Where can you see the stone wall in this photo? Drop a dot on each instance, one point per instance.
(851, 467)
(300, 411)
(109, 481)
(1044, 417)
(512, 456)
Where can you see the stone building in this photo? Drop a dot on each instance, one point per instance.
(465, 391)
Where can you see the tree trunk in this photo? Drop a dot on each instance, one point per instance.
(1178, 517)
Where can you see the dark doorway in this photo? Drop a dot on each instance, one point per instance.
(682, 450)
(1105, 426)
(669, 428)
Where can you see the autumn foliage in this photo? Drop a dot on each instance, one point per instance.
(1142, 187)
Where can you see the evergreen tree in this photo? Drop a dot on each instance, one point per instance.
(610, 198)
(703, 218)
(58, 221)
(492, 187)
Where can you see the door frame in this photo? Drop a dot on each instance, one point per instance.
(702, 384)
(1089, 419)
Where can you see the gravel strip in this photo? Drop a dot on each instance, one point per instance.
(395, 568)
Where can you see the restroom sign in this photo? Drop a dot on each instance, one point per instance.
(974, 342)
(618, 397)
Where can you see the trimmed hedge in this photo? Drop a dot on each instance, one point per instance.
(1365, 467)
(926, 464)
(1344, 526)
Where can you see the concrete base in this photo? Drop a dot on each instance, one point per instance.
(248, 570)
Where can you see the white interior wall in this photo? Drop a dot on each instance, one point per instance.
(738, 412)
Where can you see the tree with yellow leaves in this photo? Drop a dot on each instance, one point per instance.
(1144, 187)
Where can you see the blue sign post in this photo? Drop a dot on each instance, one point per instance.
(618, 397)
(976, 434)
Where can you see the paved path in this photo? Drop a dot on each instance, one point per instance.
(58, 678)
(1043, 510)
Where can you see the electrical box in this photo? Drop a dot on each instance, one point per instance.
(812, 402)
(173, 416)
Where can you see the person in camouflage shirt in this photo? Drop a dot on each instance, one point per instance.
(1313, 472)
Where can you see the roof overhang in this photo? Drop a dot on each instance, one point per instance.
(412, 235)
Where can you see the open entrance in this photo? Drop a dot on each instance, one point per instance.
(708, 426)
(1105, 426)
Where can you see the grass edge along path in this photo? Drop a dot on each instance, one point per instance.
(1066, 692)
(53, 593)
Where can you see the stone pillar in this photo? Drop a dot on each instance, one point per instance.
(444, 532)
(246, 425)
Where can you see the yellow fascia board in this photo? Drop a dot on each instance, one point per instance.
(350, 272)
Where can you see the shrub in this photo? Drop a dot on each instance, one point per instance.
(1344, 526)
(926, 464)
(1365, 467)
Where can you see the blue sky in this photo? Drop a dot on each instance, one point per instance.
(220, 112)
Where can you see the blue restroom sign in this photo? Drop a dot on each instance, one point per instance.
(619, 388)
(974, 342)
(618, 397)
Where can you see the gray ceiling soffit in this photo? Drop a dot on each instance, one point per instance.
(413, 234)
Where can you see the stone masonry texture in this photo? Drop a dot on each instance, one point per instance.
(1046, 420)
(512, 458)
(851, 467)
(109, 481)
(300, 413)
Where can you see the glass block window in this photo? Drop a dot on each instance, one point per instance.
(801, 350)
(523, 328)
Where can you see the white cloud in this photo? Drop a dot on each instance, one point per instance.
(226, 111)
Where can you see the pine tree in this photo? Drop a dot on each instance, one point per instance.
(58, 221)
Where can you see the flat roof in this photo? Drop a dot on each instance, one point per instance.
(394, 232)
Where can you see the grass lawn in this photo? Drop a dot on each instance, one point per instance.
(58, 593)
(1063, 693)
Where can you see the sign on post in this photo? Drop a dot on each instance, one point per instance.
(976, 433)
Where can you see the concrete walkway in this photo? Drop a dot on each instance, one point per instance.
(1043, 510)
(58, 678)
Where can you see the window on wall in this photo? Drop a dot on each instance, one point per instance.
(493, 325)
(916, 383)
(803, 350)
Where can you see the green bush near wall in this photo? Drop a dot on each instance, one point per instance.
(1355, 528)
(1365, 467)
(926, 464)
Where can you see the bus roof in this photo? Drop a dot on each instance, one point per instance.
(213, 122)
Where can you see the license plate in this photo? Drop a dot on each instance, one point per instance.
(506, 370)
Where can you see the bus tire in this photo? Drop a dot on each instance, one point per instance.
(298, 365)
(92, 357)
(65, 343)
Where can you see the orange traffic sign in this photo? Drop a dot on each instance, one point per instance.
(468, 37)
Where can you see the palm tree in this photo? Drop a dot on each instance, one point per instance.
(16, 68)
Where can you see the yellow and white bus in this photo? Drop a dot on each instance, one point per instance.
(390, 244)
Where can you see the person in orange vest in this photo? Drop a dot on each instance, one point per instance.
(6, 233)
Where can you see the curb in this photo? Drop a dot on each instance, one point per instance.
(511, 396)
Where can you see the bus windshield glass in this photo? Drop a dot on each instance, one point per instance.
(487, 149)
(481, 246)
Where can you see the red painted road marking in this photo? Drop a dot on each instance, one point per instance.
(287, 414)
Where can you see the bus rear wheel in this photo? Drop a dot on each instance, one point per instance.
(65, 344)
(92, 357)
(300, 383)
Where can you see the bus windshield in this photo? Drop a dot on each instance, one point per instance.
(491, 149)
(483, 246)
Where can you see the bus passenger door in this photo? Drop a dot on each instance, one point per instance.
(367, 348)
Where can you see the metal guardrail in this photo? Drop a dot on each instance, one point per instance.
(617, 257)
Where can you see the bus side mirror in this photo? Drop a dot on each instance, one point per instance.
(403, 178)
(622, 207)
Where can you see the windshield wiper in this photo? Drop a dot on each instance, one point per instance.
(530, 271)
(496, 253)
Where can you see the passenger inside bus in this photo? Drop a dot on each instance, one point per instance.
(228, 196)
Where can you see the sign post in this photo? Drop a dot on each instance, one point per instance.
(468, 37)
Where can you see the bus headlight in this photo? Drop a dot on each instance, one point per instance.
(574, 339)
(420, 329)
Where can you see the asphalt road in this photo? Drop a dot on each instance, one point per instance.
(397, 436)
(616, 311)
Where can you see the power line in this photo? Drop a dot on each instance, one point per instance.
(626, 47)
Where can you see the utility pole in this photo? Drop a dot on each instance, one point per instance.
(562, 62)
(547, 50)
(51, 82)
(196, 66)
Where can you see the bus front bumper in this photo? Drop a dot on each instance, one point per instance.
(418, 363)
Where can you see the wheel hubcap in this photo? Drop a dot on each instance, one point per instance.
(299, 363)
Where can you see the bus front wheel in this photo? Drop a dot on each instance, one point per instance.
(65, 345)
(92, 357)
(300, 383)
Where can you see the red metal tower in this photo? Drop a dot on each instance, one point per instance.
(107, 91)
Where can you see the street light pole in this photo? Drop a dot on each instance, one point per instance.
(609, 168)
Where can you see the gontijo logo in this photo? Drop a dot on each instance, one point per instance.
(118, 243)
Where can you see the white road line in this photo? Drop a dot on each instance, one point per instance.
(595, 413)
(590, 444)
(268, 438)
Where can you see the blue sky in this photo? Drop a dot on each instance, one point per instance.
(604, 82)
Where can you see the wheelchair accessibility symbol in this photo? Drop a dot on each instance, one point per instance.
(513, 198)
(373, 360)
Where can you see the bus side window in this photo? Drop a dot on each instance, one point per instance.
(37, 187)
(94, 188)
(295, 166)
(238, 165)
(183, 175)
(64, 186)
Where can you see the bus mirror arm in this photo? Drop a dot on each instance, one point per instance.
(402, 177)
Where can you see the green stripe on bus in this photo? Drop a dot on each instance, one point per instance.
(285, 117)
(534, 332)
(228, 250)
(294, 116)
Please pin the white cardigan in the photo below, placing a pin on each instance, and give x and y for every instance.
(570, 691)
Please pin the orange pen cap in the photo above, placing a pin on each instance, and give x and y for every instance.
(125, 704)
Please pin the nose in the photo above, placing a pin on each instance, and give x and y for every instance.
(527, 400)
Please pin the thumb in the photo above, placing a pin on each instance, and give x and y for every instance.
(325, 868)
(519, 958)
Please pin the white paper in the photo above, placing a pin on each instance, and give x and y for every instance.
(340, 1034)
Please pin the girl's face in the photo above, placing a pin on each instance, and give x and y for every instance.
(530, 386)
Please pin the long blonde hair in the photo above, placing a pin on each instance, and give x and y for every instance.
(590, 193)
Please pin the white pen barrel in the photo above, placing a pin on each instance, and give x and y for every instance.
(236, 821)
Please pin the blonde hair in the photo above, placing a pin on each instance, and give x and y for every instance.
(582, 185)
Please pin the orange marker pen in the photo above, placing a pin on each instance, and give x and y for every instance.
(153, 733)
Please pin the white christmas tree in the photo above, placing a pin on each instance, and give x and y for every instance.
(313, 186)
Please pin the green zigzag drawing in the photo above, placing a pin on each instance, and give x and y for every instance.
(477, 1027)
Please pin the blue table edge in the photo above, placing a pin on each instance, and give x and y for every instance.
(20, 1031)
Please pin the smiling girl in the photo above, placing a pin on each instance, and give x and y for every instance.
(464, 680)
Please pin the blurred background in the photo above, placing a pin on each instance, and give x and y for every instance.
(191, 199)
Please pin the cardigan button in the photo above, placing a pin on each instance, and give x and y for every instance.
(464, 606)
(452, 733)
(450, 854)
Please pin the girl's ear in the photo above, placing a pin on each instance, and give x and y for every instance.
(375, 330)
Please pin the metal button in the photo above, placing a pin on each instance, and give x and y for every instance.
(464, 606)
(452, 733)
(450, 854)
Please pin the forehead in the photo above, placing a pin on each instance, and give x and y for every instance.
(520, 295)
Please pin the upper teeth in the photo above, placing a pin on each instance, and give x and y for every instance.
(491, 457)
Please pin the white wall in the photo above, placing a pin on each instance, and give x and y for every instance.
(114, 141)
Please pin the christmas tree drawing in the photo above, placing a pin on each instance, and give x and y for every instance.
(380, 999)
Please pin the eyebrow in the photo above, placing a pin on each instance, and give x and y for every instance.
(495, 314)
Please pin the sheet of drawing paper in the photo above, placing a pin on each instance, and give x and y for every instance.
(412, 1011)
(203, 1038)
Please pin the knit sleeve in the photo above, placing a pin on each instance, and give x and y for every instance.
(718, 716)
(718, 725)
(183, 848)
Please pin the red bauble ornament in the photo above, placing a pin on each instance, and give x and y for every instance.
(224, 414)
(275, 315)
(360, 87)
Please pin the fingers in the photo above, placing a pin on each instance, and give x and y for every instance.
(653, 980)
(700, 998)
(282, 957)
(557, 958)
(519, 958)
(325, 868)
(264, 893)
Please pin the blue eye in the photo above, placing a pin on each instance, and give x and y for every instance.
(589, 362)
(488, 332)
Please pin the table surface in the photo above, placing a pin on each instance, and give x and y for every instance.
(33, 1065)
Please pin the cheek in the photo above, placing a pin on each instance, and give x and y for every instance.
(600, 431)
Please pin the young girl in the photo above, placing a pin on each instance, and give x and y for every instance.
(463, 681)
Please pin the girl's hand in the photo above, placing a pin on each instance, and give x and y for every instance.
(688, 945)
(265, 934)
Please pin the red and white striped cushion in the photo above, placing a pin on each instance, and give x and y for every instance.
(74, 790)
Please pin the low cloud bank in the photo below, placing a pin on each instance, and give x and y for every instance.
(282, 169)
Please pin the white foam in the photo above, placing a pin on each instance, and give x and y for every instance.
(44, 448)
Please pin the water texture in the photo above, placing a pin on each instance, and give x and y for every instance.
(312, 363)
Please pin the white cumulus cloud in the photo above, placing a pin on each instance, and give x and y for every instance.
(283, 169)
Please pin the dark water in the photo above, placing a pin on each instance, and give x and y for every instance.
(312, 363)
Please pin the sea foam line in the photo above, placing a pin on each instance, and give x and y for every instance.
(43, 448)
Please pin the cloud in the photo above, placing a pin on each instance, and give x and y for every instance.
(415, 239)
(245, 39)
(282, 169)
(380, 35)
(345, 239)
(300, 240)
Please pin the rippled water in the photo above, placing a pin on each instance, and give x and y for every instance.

:::::

Reproduce the lines above word for word. Begin at the line that contains "Where can you see the white cloud" and stop after the line that contains "(1063, 693)".

▶ [Result of this exercise]:
Where can you see the white cloud in this photo? Drop a dot on each instance, one point per instance.
(226, 111)
Where can you see the pine tree in this photo? Drop a dot on each instance, one point per instance.
(58, 221)
Where can you see the flat roof in this photo? Drop a dot on each instance, one point per instance.
(394, 232)
Where can you see the grass lawn in this photo? Drop a dot on each instance, one point per instance.
(58, 593)
(1063, 693)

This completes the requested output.